* **Text shown**
■ ■ ■ ■
Rule 0

>If you don't like a rule then change it

I'm sorry but is this the least helpful advice you could possibly give someone having trouble with a game/system?

It's equivalent to going "I dunno do whatever man" when someone's saying their computer's stopped working. At least try to discern what they want from the ruleset and devise a mechanical solution for them, don't just give them offhand "do whatever" advice and then sit back and twiddle your thumbs like you're some kind of tabletop RPG savant.

Yeah

When 99.999999% of people using the system use it as is, it doesn't need "fixing". You want something different it's on you.
Also, nice false equivalency.

It's an important clarification to make. The GM is not actually bound by rules, because the rules can be changed by them.

Keeps the retarded rules lawyers from wasting everyone's time.

I don't see a problem with it. DnD 4e had a rule that if you found a magical item you just had to spoon with it over a short rest to figure out what it did, we houseruled that you coul djust do an arcana check instead. Houserules great tools for any GM.
■ ■ ■ ■
* **Information shown**

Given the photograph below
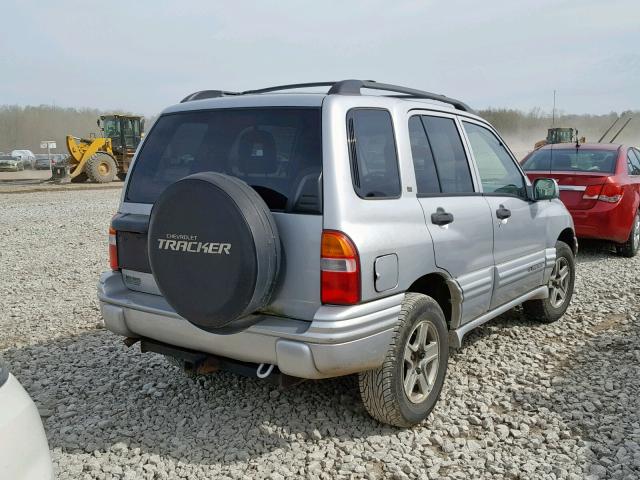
■ ■ ■ ■
* **Do this**
In the Rule 0 thread, what did D&D 4e require a player to do to learn what a found magical item did?

* **Exercise response**
Spoon with the item over a short rest.